▼

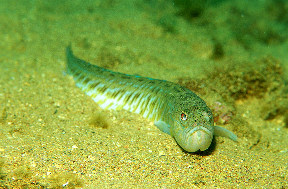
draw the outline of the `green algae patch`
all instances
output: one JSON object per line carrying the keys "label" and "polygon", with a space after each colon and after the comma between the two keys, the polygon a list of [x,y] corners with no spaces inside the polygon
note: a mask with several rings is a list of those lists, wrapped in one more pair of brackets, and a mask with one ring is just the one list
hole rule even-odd
{"label": "green algae patch", "polygon": [[50,188],[57,189],[66,188],[73,189],[80,188],[82,186],[82,182],[77,175],[69,173],[56,174],[49,177],[52,182]]}

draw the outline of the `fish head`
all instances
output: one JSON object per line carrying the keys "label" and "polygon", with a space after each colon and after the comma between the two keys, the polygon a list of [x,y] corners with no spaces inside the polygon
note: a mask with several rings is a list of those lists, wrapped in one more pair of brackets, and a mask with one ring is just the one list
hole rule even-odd
{"label": "fish head", "polygon": [[214,134],[212,112],[205,103],[185,106],[178,109],[171,133],[187,152],[205,150],[210,146]]}

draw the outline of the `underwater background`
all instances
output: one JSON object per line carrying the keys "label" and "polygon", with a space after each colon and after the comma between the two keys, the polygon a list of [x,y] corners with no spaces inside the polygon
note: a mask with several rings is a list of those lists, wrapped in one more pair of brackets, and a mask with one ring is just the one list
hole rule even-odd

▲

■ PROBLEM DESCRIPTION:
Copy all of the lines above exactly, leaving the pictures out of your answer.

■ EXERCISE ANSWER:
draw the outline of the `green algae patch`
all instances
output: one JSON object per line carrying the keys "label" and "polygon", with a space after each colon and after the comma between the two keys, the polygon a list of [x,y] corners with no spaces inside the polygon
note: a mask with several rings is a list of those lists, wrapped in one more pair of brackets, and a mask with one ring is just the one list
hole rule even-odd
{"label": "green algae patch", "polygon": [[50,188],[57,189],[66,188],[73,189],[80,188],[82,186],[82,182],[77,175],[69,173],[56,174],[49,177],[52,182]]}

draw the outline of the `fish head`
all instances
output: one JSON object per line carrying the keys "label" and "polygon", with a space after each colon and after the comma between the two keys, the polygon a list of [x,y] corners with no spaces inside the polygon
note: a mask with several rings is a list of those lists, wrapped in one more pair of brackets, and a mask with one ring is just the one list
hole rule even-odd
{"label": "fish head", "polygon": [[214,134],[212,112],[205,103],[185,106],[178,109],[171,133],[187,152],[205,150],[210,146]]}

draw the outline of the `underwater background`
all instances
output: one JSON object per line carrying the keys "label" and "polygon", with a space after each colon and after the comma between the two keys, the polygon a list of [x,y] corners with no spaces inside the polygon
note: a mask with several rings is a list of those lists, wrapped in one more pair of brackets, and a mask with one ring is just the one list
hole rule even-odd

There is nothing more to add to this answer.